**What this task involves**: Please write out each of the records below word for word.
[start of Provided data]
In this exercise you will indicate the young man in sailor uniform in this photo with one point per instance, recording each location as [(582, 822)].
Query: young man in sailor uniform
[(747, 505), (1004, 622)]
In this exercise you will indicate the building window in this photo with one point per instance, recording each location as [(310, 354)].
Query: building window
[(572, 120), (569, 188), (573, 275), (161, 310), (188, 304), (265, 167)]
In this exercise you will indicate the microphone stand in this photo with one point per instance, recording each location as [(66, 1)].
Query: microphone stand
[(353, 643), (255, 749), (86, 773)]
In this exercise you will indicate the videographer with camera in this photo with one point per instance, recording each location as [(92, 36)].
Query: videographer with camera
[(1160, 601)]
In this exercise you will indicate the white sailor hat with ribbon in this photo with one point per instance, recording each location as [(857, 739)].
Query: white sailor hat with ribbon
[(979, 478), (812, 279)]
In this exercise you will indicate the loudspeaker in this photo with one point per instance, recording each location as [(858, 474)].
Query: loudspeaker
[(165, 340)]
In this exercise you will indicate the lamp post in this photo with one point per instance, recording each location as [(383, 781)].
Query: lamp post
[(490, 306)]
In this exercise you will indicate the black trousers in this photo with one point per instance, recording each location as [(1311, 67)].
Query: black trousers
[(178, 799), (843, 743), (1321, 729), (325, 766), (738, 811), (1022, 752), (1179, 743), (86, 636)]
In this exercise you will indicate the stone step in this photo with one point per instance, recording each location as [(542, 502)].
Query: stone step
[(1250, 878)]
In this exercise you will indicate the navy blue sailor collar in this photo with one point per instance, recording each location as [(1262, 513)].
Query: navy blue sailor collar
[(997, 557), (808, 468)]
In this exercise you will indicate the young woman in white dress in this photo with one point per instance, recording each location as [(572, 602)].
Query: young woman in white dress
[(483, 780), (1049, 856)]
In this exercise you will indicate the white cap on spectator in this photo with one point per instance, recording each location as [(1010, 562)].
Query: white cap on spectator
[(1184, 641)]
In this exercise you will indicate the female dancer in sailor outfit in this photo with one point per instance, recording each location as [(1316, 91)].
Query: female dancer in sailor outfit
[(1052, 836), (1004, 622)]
[end of Provided data]
**Response to the exercise**:
In this exercise you will indicate the young man in sailor uniform in this photo with one point per instance, recording each location as [(582, 822)].
Query: young man in sailor uniform
[(747, 505), (1004, 622)]
In this exercise you will indicate the building window in this photo with one point per instance, recording each location as [(310, 354)].
Query: building window
[(572, 120), (569, 188), (573, 275), (161, 310), (188, 304), (265, 167)]
In this exercise you will indicate the microphone stand in this photo with one point per instance, recording each location as [(66, 1)].
Query: microphone stand
[(353, 643), (255, 749), (86, 773)]
In this exercise you will indicate the videographer with camera in this photo with one point per instance, recording each location as [(92, 36)].
Query: videographer with camera
[(1160, 601)]
In this exercise you will indicate the white sailor hat with ribbon in this photo with one point per instance, recording each location as [(857, 739)].
Query: white sailor hat with ribbon
[(979, 478), (812, 279)]
In this exercise you will indicate the loudspeaker in this photo with one point per instance, recording each location as [(858, 474)].
Query: loudspeaker
[(165, 340)]
In this exercise you will indicate the lamp post in this photo with one point per instance, recording each location as [(383, 781)].
Query: lamp post
[(490, 306)]
In this exercise you will indicate the black trousers in this photo with one point per instance, recording each location as [(1311, 67)].
Query: black trousers
[(178, 799), (843, 743), (1321, 729), (325, 766), (738, 811), (1022, 752), (1179, 743), (86, 636)]
In this exercise you will indicate the stone step in this photo with one point per instance, recording each location as [(542, 502)].
Query: stone step
[(1250, 878)]
In this exercise you will indicate the navy blue sailor collar in this photo with one point per instance, recording each location as [(1262, 513)].
Query: navy blue sailor collar
[(997, 557), (808, 468)]
In this exercise you will indicate the young woman in white dress in this photo with one point per instance, recording each location as [(572, 602)].
Query: young woman in white dress
[(483, 780), (1049, 856)]
In this exercise you will indicate the white cap on spectator in this photo with one point per instance, recording each location as [(1010, 562)].
Query: white cap on spectator
[(1184, 641)]
In this exercise you will indicate the female dancer in sailor outfit in this photo with one point per instance, recording each location as [(1316, 91)].
Query: female dancer in sailor outfit
[(1052, 836), (1004, 622)]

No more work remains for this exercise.